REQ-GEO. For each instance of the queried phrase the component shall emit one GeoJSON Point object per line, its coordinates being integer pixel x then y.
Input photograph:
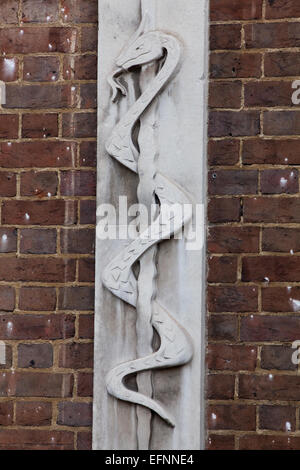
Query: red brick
{"type": "Point", "coordinates": [76, 355]}
{"type": "Point", "coordinates": [9, 124]}
{"type": "Point", "coordinates": [33, 439]}
{"type": "Point", "coordinates": [7, 298]}
{"type": "Point", "coordinates": [88, 212]}
{"type": "Point", "coordinates": [8, 240]}
{"type": "Point", "coordinates": [231, 357]}
{"type": "Point", "coordinates": [270, 328]}
{"type": "Point", "coordinates": [54, 212]}
{"type": "Point", "coordinates": [37, 154]}
{"type": "Point", "coordinates": [35, 384]}
{"type": "Point", "coordinates": [9, 68]}
{"type": "Point", "coordinates": [80, 125]}
{"type": "Point", "coordinates": [268, 94]}
{"type": "Point", "coordinates": [41, 69]}
{"type": "Point", "coordinates": [38, 40]}
{"type": "Point", "coordinates": [223, 152]}
{"type": "Point", "coordinates": [281, 299]}
{"type": "Point", "coordinates": [38, 241]}
{"type": "Point", "coordinates": [37, 298]}
{"type": "Point", "coordinates": [37, 356]}
{"type": "Point", "coordinates": [88, 154]}
{"type": "Point", "coordinates": [277, 357]}
{"type": "Point", "coordinates": [74, 414]}
{"type": "Point", "coordinates": [233, 239]}
{"type": "Point", "coordinates": [219, 442]}
{"type": "Point", "coordinates": [81, 11]}
{"type": "Point", "coordinates": [221, 269]}
{"type": "Point", "coordinates": [36, 326]}
{"type": "Point", "coordinates": [232, 299]}
{"type": "Point", "coordinates": [279, 181]}
{"type": "Point", "coordinates": [84, 441]}
{"type": "Point", "coordinates": [6, 413]}
{"type": "Point", "coordinates": [225, 36]}
{"type": "Point", "coordinates": [225, 94]}
{"type": "Point", "coordinates": [222, 327]}
{"type": "Point", "coordinates": [77, 241]}
{"type": "Point", "coordinates": [271, 151]}
{"type": "Point", "coordinates": [261, 442]}
{"type": "Point", "coordinates": [224, 210]}
{"type": "Point", "coordinates": [39, 183]}
{"type": "Point", "coordinates": [220, 386]}
{"type": "Point", "coordinates": [88, 94]}
{"type": "Point", "coordinates": [85, 384]}
{"type": "Point", "coordinates": [39, 125]}
{"type": "Point", "coordinates": [40, 97]}
{"type": "Point", "coordinates": [9, 11]}
{"type": "Point", "coordinates": [282, 9]}
{"type": "Point", "coordinates": [281, 239]}
{"type": "Point", "coordinates": [235, 65]}
{"type": "Point", "coordinates": [37, 269]}
{"type": "Point", "coordinates": [7, 184]}
{"type": "Point", "coordinates": [282, 64]}
{"type": "Point", "coordinates": [237, 417]}
{"type": "Point", "coordinates": [38, 11]}
{"type": "Point", "coordinates": [282, 123]}
{"type": "Point", "coordinates": [271, 268]}
{"type": "Point", "coordinates": [89, 39]}
{"type": "Point", "coordinates": [269, 387]}
{"type": "Point", "coordinates": [76, 298]}
{"type": "Point", "coordinates": [33, 413]}
{"type": "Point", "coordinates": [272, 35]}
{"type": "Point", "coordinates": [277, 210]}
{"type": "Point", "coordinates": [86, 270]}
{"type": "Point", "coordinates": [80, 67]}
{"type": "Point", "coordinates": [86, 326]}
{"type": "Point", "coordinates": [233, 123]}
{"type": "Point", "coordinates": [78, 183]}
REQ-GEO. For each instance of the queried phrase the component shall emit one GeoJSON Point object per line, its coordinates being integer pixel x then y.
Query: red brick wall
{"type": "Point", "coordinates": [253, 388]}
{"type": "Point", "coordinates": [47, 198]}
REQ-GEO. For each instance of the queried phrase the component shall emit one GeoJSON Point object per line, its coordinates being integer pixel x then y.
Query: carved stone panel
{"type": "Point", "coordinates": [149, 317]}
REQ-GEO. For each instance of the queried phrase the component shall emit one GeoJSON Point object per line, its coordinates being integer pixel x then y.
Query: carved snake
{"type": "Point", "coordinates": [175, 343]}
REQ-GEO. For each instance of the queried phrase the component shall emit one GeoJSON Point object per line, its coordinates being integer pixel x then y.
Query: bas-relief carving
{"type": "Point", "coordinates": [160, 52]}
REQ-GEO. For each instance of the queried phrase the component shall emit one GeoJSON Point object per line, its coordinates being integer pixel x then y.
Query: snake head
{"type": "Point", "coordinates": [143, 50]}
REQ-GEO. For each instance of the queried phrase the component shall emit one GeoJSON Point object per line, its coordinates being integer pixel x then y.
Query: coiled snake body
{"type": "Point", "coordinates": [176, 345]}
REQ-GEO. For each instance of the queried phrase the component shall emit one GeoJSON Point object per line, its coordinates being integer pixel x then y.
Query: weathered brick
{"type": "Point", "coordinates": [37, 154]}
{"type": "Point", "coordinates": [33, 413]}
{"type": "Point", "coordinates": [237, 417]}
{"type": "Point", "coordinates": [76, 298]}
{"type": "Point", "coordinates": [37, 356]}
{"type": "Point", "coordinates": [76, 355]}
{"type": "Point", "coordinates": [221, 269]}
{"type": "Point", "coordinates": [52, 212]}
{"type": "Point", "coordinates": [232, 299]}
{"type": "Point", "coordinates": [38, 11]}
{"type": "Point", "coordinates": [37, 298]}
{"type": "Point", "coordinates": [37, 241]}
{"type": "Point", "coordinates": [74, 414]}
{"type": "Point", "coordinates": [231, 357]}
{"type": "Point", "coordinates": [39, 183]}
{"type": "Point", "coordinates": [224, 210]}
{"type": "Point", "coordinates": [277, 357]}
{"type": "Point", "coordinates": [235, 65]}
{"type": "Point", "coordinates": [39, 126]}
{"type": "Point", "coordinates": [233, 123]}
{"type": "Point", "coordinates": [41, 69]}
{"type": "Point", "coordinates": [271, 268]}
{"type": "Point", "coordinates": [36, 326]}
{"type": "Point", "coordinates": [225, 239]}
{"type": "Point", "coordinates": [38, 269]}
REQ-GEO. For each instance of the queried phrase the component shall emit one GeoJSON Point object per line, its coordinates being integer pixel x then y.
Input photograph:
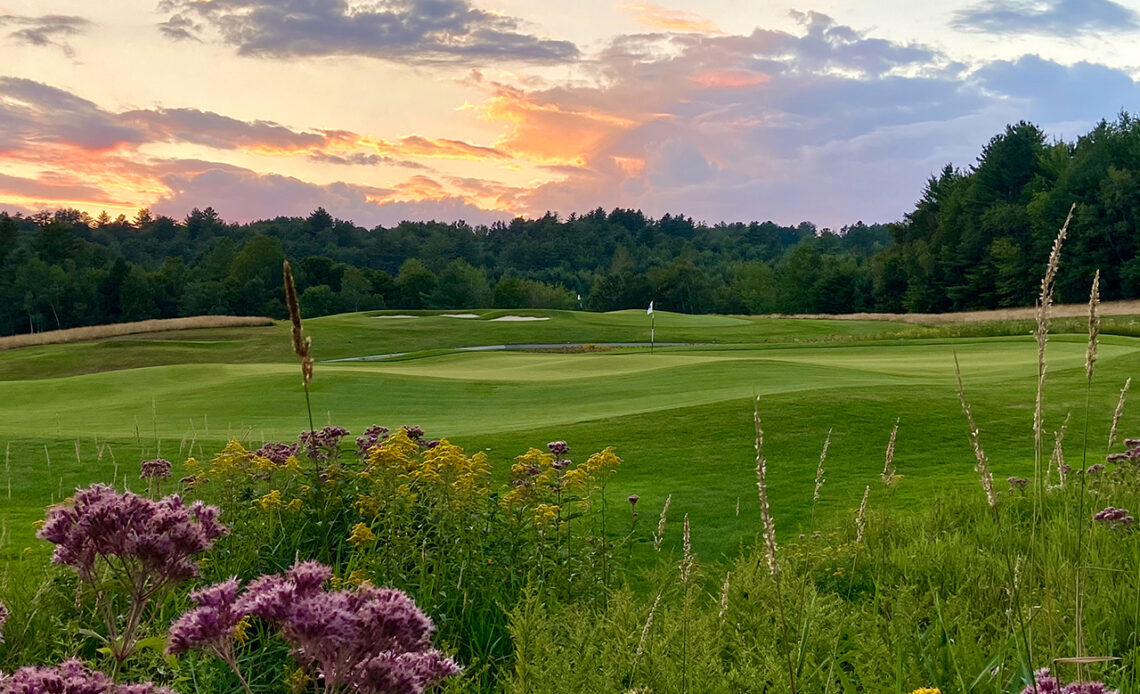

TASK TO CARRY OUT
Set down the records in full and exactly. Do not carry over any image.

YOUR RESPONSE
REQ-GEO. For each instance of the queried phrase the component shall emit one GeoJSON Point object per line, its coordinates being integer pixel x then y.
Input photograph:
Query: red brick
{"type": "Point", "coordinates": [76, 355]}
{"type": "Point", "coordinates": [9, 124]}
{"type": "Point", "coordinates": [33, 439]}
{"type": "Point", "coordinates": [7, 298]}
{"type": "Point", "coordinates": [88, 212]}
{"type": "Point", "coordinates": [8, 240]}
{"type": "Point", "coordinates": [231, 357]}
{"type": "Point", "coordinates": [270, 328]}
{"type": "Point", "coordinates": [54, 212]}
{"type": "Point", "coordinates": [37, 154]}
{"type": "Point", "coordinates": [35, 384]}
{"type": "Point", "coordinates": [9, 68]}
{"type": "Point", "coordinates": [80, 125]}
{"type": "Point", "coordinates": [268, 94]}
{"type": "Point", "coordinates": [41, 69]}
{"type": "Point", "coordinates": [38, 40]}
{"type": "Point", "coordinates": [223, 152]}
{"type": "Point", "coordinates": [281, 299]}
{"type": "Point", "coordinates": [38, 241]}
{"type": "Point", "coordinates": [37, 298]}
{"type": "Point", "coordinates": [37, 356]}
{"type": "Point", "coordinates": [88, 154]}
{"type": "Point", "coordinates": [277, 357]}
{"type": "Point", "coordinates": [74, 414]}
{"type": "Point", "coordinates": [233, 239]}
{"type": "Point", "coordinates": [219, 442]}
{"type": "Point", "coordinates": [81, 11]}
{"type": "Point", "coordinates": [221, 269]}
{"type": "Point", "coordinates": [36, 326]}
{"type": "Point", "coordinates": [232, 299]}
{"type": "Point", "coordinates": [279, 181]}
{"type": "Point", "coordinates": [84, 441]}
{"type": "Point", "coordinates": [6, 413]}
{"type": "Point", "coordinates": [225, 36]}
{"type": "Point", "coordinates": [225, 94]}
{"type": "Point", "coordinates": [222, 327]}
{"type": "Point", "coordinates": [77, 241]}
{"type": "Point", "coordinates": [271, 151]}
{"type": "Point", "coordinates": [261, 442]}
{"type": "Point", "coordinates": [224, 210]}
{"type": "Point", "coordinates": [39, 183]}
{"type": "Point", "coordinates": [220, 386]}
{"type": "Point", "coordinates": [88, 94]}
{"type": "Point", "coordinates": [85, 384]}
{"type": "Point", "coordinates": [39, 125]}
{"type": "Point", "coordinates": [40, 97]}
{"type": "Point", "coordinates": [9, 11]}
{"type": "Point", "coordinates": [282, 9]}
{"type": "Point", "coordinates": [281, 239]}
{"type": "Point", "coordinates": [235, 65]}
{"type": "Point", "coordinates": [37, 269]}
{"type": "Point", "coordinates": [7, 184]}
{"type": "Point", "coordinates": [282, 64]}
{"type": "Point", "coordinates": [237, 417]}
{"type": "Point", "coordinates": [38, 11]}
{"type": "Point", "coordinates": [282, 123]}
{"type": "Point", "coordinates": [271, 268]}
{"type": "Point", "coordinates": [89, 39]}
{"type": "Point", "coordinates": [269, 387]}
{"type": "Point", "coordinates": [76, 298]}
{"type": "Point", "coordinates": [33, 413]}
{"type": "Point", "coordinates": [272, 35]}
{"type": "Point", "coordinates": [277, 210]}
{"type": "Point", "coordinates": [86, 270]}
{"type": "Point", "coordinates": [80, 67]}
{"type": "Point", "coordinates": [86, 326]}
{"type": "Point", "coordinates": [233, 123]}
{"type": "Point", "coordinates": [78, 183]}
REQ-GEO. For each instance of the queried phrase the component shall emit one GeoJSON Point object per line, its coordinates being integer pixel x then y.
Query: red brick wall
{"type": "Point", "coordinates": [253, 388]}
{"type": "Point", "coordinates": [47, 198]}
REQ-GEO. For each instance of the queried phrase the component shall emit one GeoJSON Point object per line, its coordinates being integer pixel x then y.
Query: carved stone panel
{"type": "Point", "coordinates": [149, 317]}
REQ-GEO. For each instance of the queried phrase the component shall emit one GeoJSON Point object per line, its coordinates being integer pixel x then y.
Query: carved snake
{"type": "Point", "coordinates": [175, 343]}
REQ-GEO. For each instance of the queried phrase the component shall emit one GeoJSON Point object per line, its coordinates being integer pixel x then y.
Query: bas-relief carving
{"type": "Point", "coordinates": [160, 52]}
REQ-GEO. For each instance of the queried phrase the component shall emit one GeoJSON Point object per line, its coordinates being integer pixel x then y.
Query: snake head
{"type": "Point", "coordinates": [143, 50]}
REQ-GEO. For each instance of the queried phrase the component shall emit one GeoJSON Point object per line, its coordinates being integer pixel x then y.
Query: coiled snake body
{"type": "Point", "coordinates": [176, 345]}
REQ-GEO. For each instance of the queried phrase the component shall emit one GeoJSON Point object per line, its coordinates being integer pixel x then y.
Query: weathered brick
{"type": "Point", "coordinates": [37, 154]}
{"type": "Point", "coordinates": [33, 413]}
{"type": "Point", "coordinates": [237, 417]}
{"type": "Point", "coordinates": [76, 298]}
{"type": "Point", "coordinates": [37, 356]}
{"type": "Point", "coordinates": [76, 355]}
{"type": "Point", "coordinates": [221, 269]}
{"type": "Point", "coordinates": [52, 212]}
{"type": "Point", "coordinates": [232, 299]}
{"type": "Point", "coordinates": [38, 11]}
{"type": "Point", "coordinates": [37, 298]}
{"type": "Point", "coordinates": [37, 241]}
{"type": "Point", "coordinates": [74, 414]}
{"type": "Point", "coordinates": [231, 357]}
{"type": "Point", "coordinates": [39, 183]}
{"type": "Point", "coordinates": [224, 210]}
{"type": "Point", "coordinates": [277, 357]}
{"type": "Point", "coordinates": [235, 65]}
{"type": "Point", "coordinates": [39, 126]}
{"type": "Point", "coordinates": [233, 123]}
{"type": "Point", "coordinates": [41, 69]}
{"type": "Point", "coordinates": [271, 268]}
{"type": "Point", "coordinates": [36, 326]}
{"type": "Point", "coordinates": [225, 239]}
{"type": "Point", "coordinates": [38, 269]}
REQ-GEO. For each instance of the queried phrase the component shall emit one GeoJSON Point object per line, its coordinates being integer pixel x then y.
Input photograph:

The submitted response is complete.